Recorded data =
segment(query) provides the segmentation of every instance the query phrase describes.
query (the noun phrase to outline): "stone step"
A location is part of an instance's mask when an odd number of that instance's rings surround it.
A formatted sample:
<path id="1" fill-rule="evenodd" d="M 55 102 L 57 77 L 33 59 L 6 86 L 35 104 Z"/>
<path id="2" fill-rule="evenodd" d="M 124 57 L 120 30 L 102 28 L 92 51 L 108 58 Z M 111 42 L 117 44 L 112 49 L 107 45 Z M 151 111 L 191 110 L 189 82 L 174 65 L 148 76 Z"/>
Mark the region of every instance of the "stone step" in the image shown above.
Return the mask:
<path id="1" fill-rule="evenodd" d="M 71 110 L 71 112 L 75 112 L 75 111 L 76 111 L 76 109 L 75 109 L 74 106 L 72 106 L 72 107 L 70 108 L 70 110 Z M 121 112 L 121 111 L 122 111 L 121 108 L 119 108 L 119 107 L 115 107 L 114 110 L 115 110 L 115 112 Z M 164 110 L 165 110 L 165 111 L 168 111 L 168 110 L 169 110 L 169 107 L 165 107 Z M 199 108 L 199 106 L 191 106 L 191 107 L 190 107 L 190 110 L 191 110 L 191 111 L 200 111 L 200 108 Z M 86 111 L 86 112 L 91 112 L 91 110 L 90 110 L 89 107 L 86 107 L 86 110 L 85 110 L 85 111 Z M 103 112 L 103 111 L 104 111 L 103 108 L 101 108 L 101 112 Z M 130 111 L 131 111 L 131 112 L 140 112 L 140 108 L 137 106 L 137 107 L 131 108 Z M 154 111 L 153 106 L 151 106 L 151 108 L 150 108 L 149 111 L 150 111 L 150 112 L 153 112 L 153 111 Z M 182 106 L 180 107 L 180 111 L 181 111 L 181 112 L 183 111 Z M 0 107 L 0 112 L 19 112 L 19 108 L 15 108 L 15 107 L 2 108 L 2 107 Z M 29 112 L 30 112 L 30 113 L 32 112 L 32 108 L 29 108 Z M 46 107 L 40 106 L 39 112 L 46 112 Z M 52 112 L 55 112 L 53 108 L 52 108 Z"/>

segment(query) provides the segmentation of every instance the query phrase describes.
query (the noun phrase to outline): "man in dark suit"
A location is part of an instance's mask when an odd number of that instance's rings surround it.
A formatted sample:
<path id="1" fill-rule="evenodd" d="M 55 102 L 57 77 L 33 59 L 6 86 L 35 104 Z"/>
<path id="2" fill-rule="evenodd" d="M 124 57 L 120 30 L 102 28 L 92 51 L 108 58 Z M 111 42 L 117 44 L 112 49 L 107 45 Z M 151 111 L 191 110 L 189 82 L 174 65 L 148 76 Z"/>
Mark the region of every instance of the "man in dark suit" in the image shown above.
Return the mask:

The task =
Repeat the whole listing above word for word, keeping every line in its original order.

Complete output =
segment(query) provides the segmentation of every instance the query phrase describes.
query (the noun phrase to outline): "stone step"
A location is part of an instance's mask when an odd number of that instance's rings surround it.
A formatted sample:
<path id="1" fill-rule="evenodd" d="M 55 102 L 57 77 L 33 59 L 6 86 L 35 104 Z"/>
<path id="2" fill-rule="evenodd" d="M 124 57 L 120 30 L 102 28 L 92 51 L 108 58 Z M 111 42 L 117 44 L 112 49 L 107 45 Z M 151 111 L 191 110 L 189 82 L 174 65 L 148 76 Z"/>
Mark the region of every instance of the "stone step" in the image shown above.
Return the mask:
<path id="1" fill-rule="evenodd" d="M 71 110 L 71 112 L 75 112 L 75 111 L 76 111 L 76 109 L 75 109 L 74 106 L 72 106 L 72 107 L 70 108 L 70 110 Z M 121 112 L 121 111 L 122 111 L 121 108 L 119 108 L 119 107 L 115 107 L 114 110 L 115 110 L 115 112 Z M 164 110 L 165 110 L 165 111 L 168 111 L 168 110 L 169 110 L 169 107 L 165 107 Z M 199 108 L 199 106 L 191 106 L 191 107 L 190 107 L 190 110 L 191 110 L 191 111 L 200 111 L 200 108 Z M 86 111 L 86 112 L 91 112 L 91 110 L 90 110 L 89 107 L 86 107 L 86 110 L 85 110 L 85 111 Z M 103 112 L 103 111 L 104 111 L 103 108 L 101 108 L 101 112 Z M 130 111 L 131 111 L 131 112 L 140 112 L 140 108 L 137 106 L 137 107 L 131 108 Z M 154 111 L 153 106 L 151 106 L 151 108 L 150 108 L 149 111 L 150 111 L 150 112 L 153 112 L 153 111 Z M 182 106 L 180 107 L 180 111 L 181 111 L 181 112 L 183 111 Z M 0 107 L 0 112 L 19 112 L 19 108 L 15 108 L 15 107 L 2 108 L 2 107 Z M 29 112 L 30 112 L 30 113 L 32 112 L 32 108 L 29 108 Z M 46 107 L 40 106 L 39 112 L 46 112 Z M 52 112 L 55 112 L 53 108 L 52 108 Z"/>

segment(query) provides the segmentation of every instance the query phrase describes.
query (the noun phrase to outline): "man in dark suit"
A location is part of an instance's mask when an odd number of that instance's rings surround it.
A formatted sample:
<path id="1" fill-rule="evenodd" d="M 55 102 L 57 77 L 33 59 L 6 86 L 35 104 Z"/>
<path id="2" fill-rule="evenodd" d="M 124 57 L 120 30 L 102 28 L 92 51 L 108 58 Z M 111 42 L 117 44 L 112 49 L 107 45 Z M 151 111 L 191 110 L 189 82 L 174 65 L 148 76 Z"/>
Mark the region of every instance of the "man in dark suit" in the image shown above.
Return the mask:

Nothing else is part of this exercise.